# FRAGMENTO DEL DOCUMENTO
_ _ _ _

Siete décadas de prosperidad y paz nos están dejando sin defensas.

Siete décadas de prosperidad y paz nos están dejando sin defensas. Me refiero a los ciudadanos de las sociedades del bienestar, al primer mundo. Nos han ocultado el abismo. Hemos perdido pie, y aún no nos hemos dado cuenta. Ni siquiera sabemos nadar. ¿Para qué, si nos hemos acostumbrado a creer que la tecla retorno forma parte de nuestra naturaleza?

Los mensajes son inquietantes, pero no nos inquietamos: Donald Trump pretende imponer aranceles raciales y comerciales, y quiere levantar muros con el lenguaje bronco del totalitarismo. En defensa del campanario. Como siempre. Se abraza a Putin, jalea el Brexit británico y alienta a Marine Le Pen para que haga lo propio. ¿Qué quedaría del sueño de unos Estados Unidos de Europa tras ese retorno al nacionalismo de siempre? O por ser más concreto, ¿en qué quedará la UE si Marine Le Pen llega al Elíseo y reniega del euro?

Tenemos placas tectónicas bajo nuestros pies y sólo reparamos cuando tiembla Italia y se desmoronan sus pueblos. Hemos olvidado pronto a Heráclito: "Todo cambia y nada permanece". Si no podemos nada contra la fatalidad de la naturaleza, al menos tenemos la capacidad de prever y prevenir los daños colaterales que nuestros actos –los que dependen de nuestra voluntad– provocan en nuestras sociedades.

Pero estamos demasiado embelesados en la tramposa reversibilidad de cuanto nos ofrece el mundo digital. Un mundo paralelo de humo que ha suplantado al mundo real.

La construcción de nuestros Estados Democráticos de Derecho ha costado sangre, sudor y lágrimas, y más de 2.500 años de voluntad racional. Dejamos el mito por el logos, nos dimos normas, regimos nuestras vidas y aseguramos la libertad que disfrutamos porque nos sometimos a la ley. Una manera de no matarnos, de asegurar la propiedad, y de colaborar con el bien común. Para todo ello fue necesario el respeto mutuo, la tolerancia de las ideas del otro y la aceptación de las reglas que los garantizan. Toda esta telaraña tejida de esfuerzos y siglos parecen deshilacharse en nuestro mundo digital.

_ _ _ _

# TAREA INDICADA 1
Devuelve, copiado al pie de la letra, el pasaje del fragmento del documento que empieza con las palabras "Tenemos placas tectónicas" y termina con "al mundo real.".
# TAREA INDICADA 2
Retoma el texto sobre la prosperidad que deja sin defensas a las sociedades del bienestar y continúalo a partir de su última oración.
Las líneas siguientes son un material independiente del fragmento.

# DATOS PROPORCIONADOS

_ _ _ _

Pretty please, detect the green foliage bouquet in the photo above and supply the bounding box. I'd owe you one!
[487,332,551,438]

_ _ _ _

# RESULTADO DEL EJERCICIO 1
Tenemos placas tectónicas bajo nuestros pies y sólo reparamos cuando tiembla Italia y se desmoronan sus pueblos. Hemos olvidado pronto a Heráclito: "Todo cambia y nada permanece". Si no podemos nada contra la fatalidad de la naturaleza, al menos tenemos la capacidad de prever y prevenir los daños colaterales que nuestros actos –los que dependen de nuestra voluntad– provocan en nuestras sociedades.

Pero estamos demasiado embelesados en la tramposa reversibilidad de cuanto nos ofrece el mundo digital. Un mundo paralelo de humo que ha suplantado al mundo real.

# RESULTADO DEL EJERCICIO 2
Cuando disponemos de más información que nunca, paradójicamente, menos criterios basados en conocimientos empíricos contrastados tenemos. Cuanta más facilidad para acceder a información gratuita, menor rigor y mayor irresponsabilidad en las fuentes que la distribuyen. Reparemos en un solo detalle: nos ha costado dos milenios y medio organizar el Estado de Derecho, responsabilizar a la prensa de sus actos y disponer de mecanismos de coerción para evitar el abuso. Hoy, sin embargo, las redes sociales son una selva sin normas que amenaza con devastarlo todo: la voluntad de verdad, la responsabilidad de autor, el límite entre el conocimiento contrastado y la superstición… Y sus efectos sobre la política: la suplantación, la ley del más fuerte, la sacralización de la pereza y la ignorancia, el relativismo absoluto y la muerte de la brevedad a manos de la simplificación. Un mundo paralelo al real, que carece de reglas para limitar el abuso. Cualquiera puede defecar sobre cualquiera parapetado tras un nick, difundir rumores que arruinan empresas o difamar en la más absoluta impunidad el honor de las personas. Frente al Estado de Derecho, el mundo digital está aún en las cavernas.

En esta edad de la inocencia, las redes sociales se diseñan por community managers para disecar el mundo, como ayer lo simplificaban los sacerdotes. Pero parece que nadie lo quiere pensar. Los resultados están a la vista. Los más brutos nos llevarán al abismo sin darse cuenta de que caminan hacia él. Es el burka digital de las sociedades opulentas.